*** Block opens ***
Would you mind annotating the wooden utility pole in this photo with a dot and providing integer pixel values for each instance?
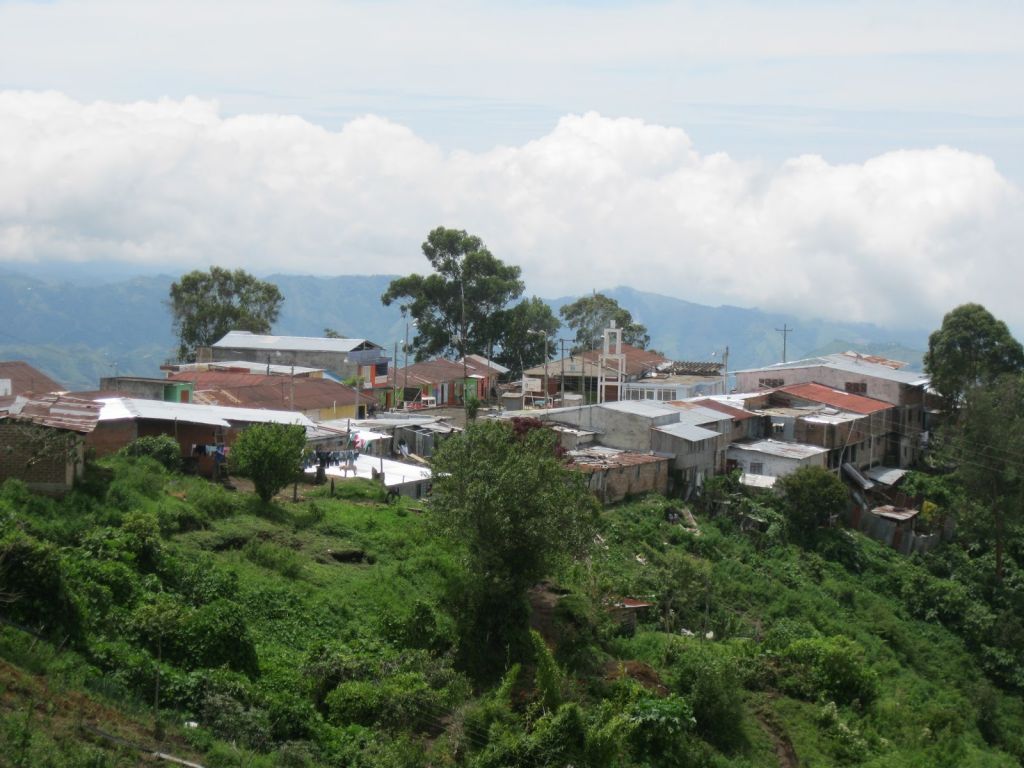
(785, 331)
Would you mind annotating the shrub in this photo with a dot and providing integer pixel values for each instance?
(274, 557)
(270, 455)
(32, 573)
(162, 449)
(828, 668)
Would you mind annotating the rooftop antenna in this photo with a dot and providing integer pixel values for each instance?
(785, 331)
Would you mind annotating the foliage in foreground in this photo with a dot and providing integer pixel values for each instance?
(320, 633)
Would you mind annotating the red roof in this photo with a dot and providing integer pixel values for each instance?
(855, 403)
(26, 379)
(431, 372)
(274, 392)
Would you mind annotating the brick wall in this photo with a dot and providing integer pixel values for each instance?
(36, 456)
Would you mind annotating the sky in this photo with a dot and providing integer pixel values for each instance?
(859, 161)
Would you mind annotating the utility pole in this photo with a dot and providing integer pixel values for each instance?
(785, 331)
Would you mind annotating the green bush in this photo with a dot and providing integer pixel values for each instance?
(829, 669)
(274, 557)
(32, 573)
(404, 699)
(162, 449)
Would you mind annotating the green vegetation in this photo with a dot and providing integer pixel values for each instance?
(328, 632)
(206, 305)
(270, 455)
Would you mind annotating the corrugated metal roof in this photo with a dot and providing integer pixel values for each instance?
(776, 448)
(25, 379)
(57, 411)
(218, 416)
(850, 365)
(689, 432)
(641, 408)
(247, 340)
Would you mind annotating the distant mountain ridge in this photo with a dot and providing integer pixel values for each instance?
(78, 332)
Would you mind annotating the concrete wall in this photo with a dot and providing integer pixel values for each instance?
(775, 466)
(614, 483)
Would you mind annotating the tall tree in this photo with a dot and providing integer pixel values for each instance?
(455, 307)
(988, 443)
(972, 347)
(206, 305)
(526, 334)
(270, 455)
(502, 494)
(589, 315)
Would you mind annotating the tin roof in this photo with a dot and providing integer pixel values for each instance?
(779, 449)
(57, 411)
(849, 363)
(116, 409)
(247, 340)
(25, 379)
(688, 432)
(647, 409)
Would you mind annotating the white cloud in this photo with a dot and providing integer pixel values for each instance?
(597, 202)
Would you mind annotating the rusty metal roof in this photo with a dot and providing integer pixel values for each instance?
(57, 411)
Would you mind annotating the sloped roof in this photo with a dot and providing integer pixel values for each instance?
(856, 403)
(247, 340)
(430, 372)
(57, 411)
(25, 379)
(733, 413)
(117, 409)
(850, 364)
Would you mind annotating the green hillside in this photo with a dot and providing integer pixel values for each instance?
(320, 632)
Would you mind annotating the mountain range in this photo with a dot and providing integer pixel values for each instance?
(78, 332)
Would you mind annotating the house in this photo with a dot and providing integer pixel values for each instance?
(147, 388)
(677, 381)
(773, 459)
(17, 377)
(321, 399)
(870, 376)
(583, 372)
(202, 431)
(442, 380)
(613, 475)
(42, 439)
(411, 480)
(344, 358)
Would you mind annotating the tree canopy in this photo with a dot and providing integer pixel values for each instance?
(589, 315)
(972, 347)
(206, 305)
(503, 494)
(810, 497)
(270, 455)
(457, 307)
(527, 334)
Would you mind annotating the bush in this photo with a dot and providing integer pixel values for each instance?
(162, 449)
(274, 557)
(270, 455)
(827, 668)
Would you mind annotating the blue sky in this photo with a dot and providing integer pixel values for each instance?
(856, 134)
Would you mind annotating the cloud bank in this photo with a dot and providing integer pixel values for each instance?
*** Block closes ***
PROMPT> Up to and including the last line of the records above, print exactly every line from the one that contains "Would you mind annotating the white" onward.

COMPLETED TASK>
Would you mind annotating the white cloud in this photo with a dot and providing integer pixel values for each instance?
(597, 202)
Would you mind annotating the rusty metal roof in this photo with a dot and providing integer pixel values for each instance?
(57, 411)
Would you mind annotating the sloped roof in this photo with a dot and providing integer pixel values for each instance?
(856, 403)
(247, 340)
(430, 372)
(57, 411)
(25, 379)
(733, 413)
(117, 409)
(850, 364)
Would you mind annotating the green hillside in this photo with a dot and providing integer pixel values for each instance?
(320, 632)
Would you mind annotating the mountain range in this photo with a dot and providing integer pixel values for each instance?
(78, 332)
Would you mind annotating the house in this photo with a dot and providing integer pixel values for each instance?
(147, 388)
(677, 381)
(773, 459)
(17, 377)
(321, 399)
(870, 376)
(583, 372)
(202, 431)
(442, 380)
(613, 475)
(42, 439)
(411, 480)
(344, 358)
Would you mind annotating the tree canopy in this photo with a dot and providing integer pixel values for each instance?
(589, 315)
(972, 347)
(206, 305)
(503, 494)
(810, 497)
(270, 455)
(457, 307)
(527, 334)
Would you mind annotating the bush in this photo with a dot and providing integer pixel values for each instance?
(162, 449)
(274, 557)
(270, 455)
(827, 668)
Would you mind annotating the blue sky in this photo with a dot and providing integer pixel values for each instance?
(856, 134)
Would you mind annotating the cloud bank in this photo with a dot and providing integer pixel values for each instance?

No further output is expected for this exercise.